Comment by rekrul on [Link] Did AlphaStar just click faster? · 2019-01-29T05:22:09.624Z · score: 6 (4 votes) · LW · GW

There were definitely some complaints around OAI5's capabilities. Besides criticism over it's superhuman reaction speed, the restrictions placed upon the game to allow the AI to learn it essentially formed it's own weird meta the humans were unfamiliar with, so the AI was using tactics built for an entirely different game than the humans.

Honestly, I haven't been very impressed with either AI through these showmatches, because it's so hard to tell what their "intelligence" level is, as it's influenced heavily by their unfair capabilities. They need to both put a lot more effort into limiting their AI's inherent and unfair advantages, and other companies who want to try their hand at getting their AI to conquer a video game need to not repeat these disappointing showmatches.

Comment by rekrul on "AlphaStar: Mastering the Real-Time Strategy Game StarCraft II", DeepMind [won 10 of 11 games against human pros] · 2019-01-25T05:16:07.592Z · score: 5 (5 votes) · LW · GW

I'm a relative layperson, so I honestly don't know. Maybe no new tricks are needed. But if that's the case, why not just do it and not have all this confusion flying about?

These big uneven showmatches do a very poor job of highlighting the state of the art in Ai tactics, as the tactics the AI use seem to be heavily influenced by it's "unfair" capabilities. I can't really tell if these agents are generally smart enough to play at the full game evenly but use unfair strategies because they're allowed to, or if they're dumber agents who couldn't play the full game evenly so they're propped up by their unfair capabilities and earn victories by exploiting them.

Comment by rekrul on "AlphaStar: Mastering the Real-Time Strategy Game StarCraft II", DeepMind [won 10 of 11 games against human pros] · 2019-01-25T03:08:06.789Z · score: 7 (7 votes) · LW · GW

After both Dota and this, I'm starting to come to the conclusion that video games are a poorer testbed for examining the "thinking" capabilities of modern AI. Unless a substantial amount of effort is put in to restrict the AI to being roughly equal "physically" to humans, it becomes very difficult to determine how much of the AI's victories were due to "thinking" or due to being so "physically" superior it pulls off moves humans are simply incapable of doing even if they thought of them (or having other advantages like being able to see all of the visible map at the same time). Board games didn't really have that "physical" problem, but unfortunately we're all out of those.

* **HOW TO COMPLETE THIS TASK**
Please answer from the forum comments: what does the commenter conclude video games are a poorer testbed for? The entries have no connection to the forum comments.

* **AVAILABLE DATA**

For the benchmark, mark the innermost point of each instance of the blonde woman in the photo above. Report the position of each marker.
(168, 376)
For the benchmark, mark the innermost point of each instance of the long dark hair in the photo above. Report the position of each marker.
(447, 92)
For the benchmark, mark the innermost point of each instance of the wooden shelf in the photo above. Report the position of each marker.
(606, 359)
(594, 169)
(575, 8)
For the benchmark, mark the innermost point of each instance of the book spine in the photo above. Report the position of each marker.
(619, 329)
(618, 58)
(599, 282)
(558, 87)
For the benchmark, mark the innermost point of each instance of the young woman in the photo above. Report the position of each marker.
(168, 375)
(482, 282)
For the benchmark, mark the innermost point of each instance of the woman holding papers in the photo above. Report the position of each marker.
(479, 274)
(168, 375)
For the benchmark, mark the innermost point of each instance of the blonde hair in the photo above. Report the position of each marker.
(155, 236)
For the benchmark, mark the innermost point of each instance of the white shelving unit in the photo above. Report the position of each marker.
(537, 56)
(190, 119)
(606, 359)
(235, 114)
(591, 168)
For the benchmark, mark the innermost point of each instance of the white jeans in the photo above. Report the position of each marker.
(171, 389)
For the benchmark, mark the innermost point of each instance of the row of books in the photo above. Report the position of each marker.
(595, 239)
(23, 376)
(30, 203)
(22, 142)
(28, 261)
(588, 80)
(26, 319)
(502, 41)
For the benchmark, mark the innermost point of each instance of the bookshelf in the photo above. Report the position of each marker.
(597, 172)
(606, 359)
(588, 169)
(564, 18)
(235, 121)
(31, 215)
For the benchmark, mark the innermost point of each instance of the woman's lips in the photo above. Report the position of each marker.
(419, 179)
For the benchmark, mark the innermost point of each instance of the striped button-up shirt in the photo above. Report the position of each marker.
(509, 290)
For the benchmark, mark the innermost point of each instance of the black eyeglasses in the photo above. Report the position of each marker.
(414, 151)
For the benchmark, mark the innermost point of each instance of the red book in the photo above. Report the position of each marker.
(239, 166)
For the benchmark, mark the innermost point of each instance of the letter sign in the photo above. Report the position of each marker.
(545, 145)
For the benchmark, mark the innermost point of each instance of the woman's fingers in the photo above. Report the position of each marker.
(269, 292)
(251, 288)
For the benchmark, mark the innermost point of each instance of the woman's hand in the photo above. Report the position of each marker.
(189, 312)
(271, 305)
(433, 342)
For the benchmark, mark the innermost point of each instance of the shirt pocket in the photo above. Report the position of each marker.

* **TASK SOLUTION**
Examining the "thinking" capabilities of modern AI.